TASK TO CARRY OUT: Turn every line of the records below into a numbered list, omitting any blank lines.

(Rows from a pointing dataset)
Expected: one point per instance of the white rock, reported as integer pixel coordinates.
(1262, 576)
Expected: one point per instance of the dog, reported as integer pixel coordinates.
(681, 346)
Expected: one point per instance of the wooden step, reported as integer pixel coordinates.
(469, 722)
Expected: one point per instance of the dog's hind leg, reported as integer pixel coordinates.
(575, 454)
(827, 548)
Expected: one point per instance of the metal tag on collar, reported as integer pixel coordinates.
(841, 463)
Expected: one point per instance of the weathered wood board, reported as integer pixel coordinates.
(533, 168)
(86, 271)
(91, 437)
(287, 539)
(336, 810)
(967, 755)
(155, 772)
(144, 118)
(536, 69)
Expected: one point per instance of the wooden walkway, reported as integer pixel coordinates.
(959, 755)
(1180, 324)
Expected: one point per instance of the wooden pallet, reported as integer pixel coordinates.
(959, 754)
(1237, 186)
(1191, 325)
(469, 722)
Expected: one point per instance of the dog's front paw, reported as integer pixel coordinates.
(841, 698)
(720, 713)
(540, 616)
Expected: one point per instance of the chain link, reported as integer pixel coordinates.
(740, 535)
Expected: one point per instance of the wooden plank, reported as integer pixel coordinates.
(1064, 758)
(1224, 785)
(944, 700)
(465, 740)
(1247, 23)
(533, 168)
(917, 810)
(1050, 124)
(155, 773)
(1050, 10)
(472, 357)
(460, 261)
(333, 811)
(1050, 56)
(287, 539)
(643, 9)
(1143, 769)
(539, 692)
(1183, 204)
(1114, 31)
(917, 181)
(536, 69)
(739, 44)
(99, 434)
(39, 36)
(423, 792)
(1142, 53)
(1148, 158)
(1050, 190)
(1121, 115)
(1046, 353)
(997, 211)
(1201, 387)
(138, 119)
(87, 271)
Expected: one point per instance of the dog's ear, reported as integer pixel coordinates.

RESPONSE:
1. Expected: one point per instance of the white rock, reported as integer pixel coordinates.
2. (1262, 576)
3. Expected: one point per instance of the dog, reported as integer pixel coordinates.
4. (681, 346)
5. Expected: one point per instance of the wooden step, reported as integer pixel coordinates.
6. (469, 722)
7. Expected: one point per instance of the dog's hind leg, reported as integer pixel coordinates.
8. (575, 454)
9. (827, 548)
10. Expected: one point per instance of the metal tag on collar, reported as integer pixel coordinates.
11. (841, 463)
12. Expected: one point per instance of the weathered wood board, reported as integer pixel coordinates.
13. (533, 168)
14. (86, 271)
15. (91, 437)
16. (287, 539)
17. (336, 810)
18. (967, 755)
19. (155, 772)
20. (144, 118)
21. (536, 69)
22. Expected: one point per instance of the wooden walkway, reported as integer pixel coordinates.
23. (959, 755)
24. (1180, 324)
25. Expected: one point per instance of the wooden pallet, reported as integer pixel coordinates.
26. (959, 754)
27. (1237, 186)
28. (1191, 325)
29. (469, 722)
30. Expected: one point per instance of the dog's front paw, reported as integer pixel coordinates.
31. (841, 698)
32. (720, 713)
33. (540, 616)
34. Expected: one point per instance of the chain link, reported as integer pixel coordinates.
35. (740, 535)
36. Expected: one point per instance of the wooden plank, reported as integer pixel coordinates.
37. (1064, 758)
38. (1224, 785)
39. (944, 700)
40. (465, 740)
41. (1247, 23)
42. (533, 168)
43. (917, 810)
44. (1050, 124)
45. (155, 773)
46. (1050, 10)
47. (472, 357)
48. (460, 261)
49. (333, 811)
50. (1050, 56)
51. (287, 539)
52. (643, 9)
53. (1143, 769)
54. (539, 692)
55. (1183, 204)
56. (1114, 31)
57. (917, 181)
58. (536, 69)
59. (739, 44)
60. (99, 434)
61. (39, 36)
62. (423, 792)
63. (1142, 53)
64. (1148, 158)
65. (1050, 190)
66. (1121, 115)
67. (1046, 353)
68. (997, 211)
69. (1201, 387)
70. (138, 119)
71. (87, 271)
72. Expected: one point per instance of the dog's ear, reported as integer pixel coordinates.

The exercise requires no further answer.